--- start Extracted material ---

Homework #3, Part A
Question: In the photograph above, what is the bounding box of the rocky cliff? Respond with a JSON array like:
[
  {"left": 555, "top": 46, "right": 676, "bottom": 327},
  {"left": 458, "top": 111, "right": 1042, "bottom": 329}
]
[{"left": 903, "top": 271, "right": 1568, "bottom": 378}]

--- end Extracted material ---

• Task details: Can you reproduce every one of the rows above word for word, without changing anything?

• Completed task:
Homework #3, Part A
Question: In the photograph above, what is the bounding box of the rocky cliff? Respond with a JSON array like:
[
  {"left": 555, "top": 46, "right": 676, "bottom": 327},
  {"left": 458, "top": 111, "right": 1042, "bottom": 329}
]
[{"left": 903, "top": 271, "right": 1568, "bottom": 378}]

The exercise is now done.